--- HOW TO COMPLETE THIS TASK ---
Starting at the line that contains "Query: blue sky", repeat each line exactly until the records end, keeping both the first and the last.

[Data excerpts]
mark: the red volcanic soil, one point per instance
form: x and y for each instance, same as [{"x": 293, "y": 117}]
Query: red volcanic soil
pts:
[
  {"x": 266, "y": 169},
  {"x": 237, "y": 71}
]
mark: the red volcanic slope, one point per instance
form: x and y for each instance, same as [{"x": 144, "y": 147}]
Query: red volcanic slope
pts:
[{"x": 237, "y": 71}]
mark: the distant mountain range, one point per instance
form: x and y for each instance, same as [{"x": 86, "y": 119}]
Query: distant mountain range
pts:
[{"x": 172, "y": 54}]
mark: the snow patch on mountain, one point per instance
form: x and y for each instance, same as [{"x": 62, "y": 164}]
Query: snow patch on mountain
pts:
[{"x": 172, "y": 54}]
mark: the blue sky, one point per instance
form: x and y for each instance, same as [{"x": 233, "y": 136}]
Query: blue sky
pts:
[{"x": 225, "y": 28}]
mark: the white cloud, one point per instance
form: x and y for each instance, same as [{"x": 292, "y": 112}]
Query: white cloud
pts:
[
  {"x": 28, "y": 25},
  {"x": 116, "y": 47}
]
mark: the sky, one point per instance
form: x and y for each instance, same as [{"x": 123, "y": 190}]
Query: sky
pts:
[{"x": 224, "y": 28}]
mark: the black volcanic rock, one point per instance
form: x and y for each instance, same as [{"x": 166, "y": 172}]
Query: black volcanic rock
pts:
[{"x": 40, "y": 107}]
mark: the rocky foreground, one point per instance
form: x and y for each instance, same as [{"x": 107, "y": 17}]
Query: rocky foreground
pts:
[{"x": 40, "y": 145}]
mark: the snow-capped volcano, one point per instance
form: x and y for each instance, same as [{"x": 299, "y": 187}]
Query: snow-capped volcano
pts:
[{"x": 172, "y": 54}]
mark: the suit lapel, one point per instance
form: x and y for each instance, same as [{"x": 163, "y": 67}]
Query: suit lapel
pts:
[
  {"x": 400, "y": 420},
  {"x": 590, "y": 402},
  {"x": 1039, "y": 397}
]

--- REPLY ---
Query: blue sky
pts:
[{"x": 225, "y": 28}]
mark: the white cloud, one point per instance
form: x and y for each instance, same as [{"x": 292, "y": 112}]
Query: white cloud
pts:
[
  {"x": 28, "y": 25},
  {"x": 116, "y": 47}
]
mark: the sky, one point per instance
form: x and y for each instance, same as [{"x": 123, "y": 190}]
Query: sky
pts:
[{"x": 224, "y": 28}]
mark: the black volcanic rock, one point per instance
form: x and y for each instance, same as [{"x": 166, "y": 172}]
Query: black volcanic rock
pts:
[{"x": 40, "y": 107}]
mark: the rocky foreground, one point per instance
form: x and y for each instance, same as [{"x": 107, "y": 17}]
Query: rocky foreground
pts:
[{"x": 40, "y": 145}]
mark: the snow-capped volcano, one point per instance
form: x and y for each instance, same as [{"x": 299, "y": 187}]
Query: snow-capped volcano
pts:
[{"x": 172, "y": 54}]
mark: the suit lapel, one point per instance
form: x and y for each instance, same as [{"x": 163, "y": 67}]
Query: suit lapel
pts:
[
  {"x": 400, "y": 420},
  {"x": 590, "y": 402},
  {"x": 1039, "y": 397}
]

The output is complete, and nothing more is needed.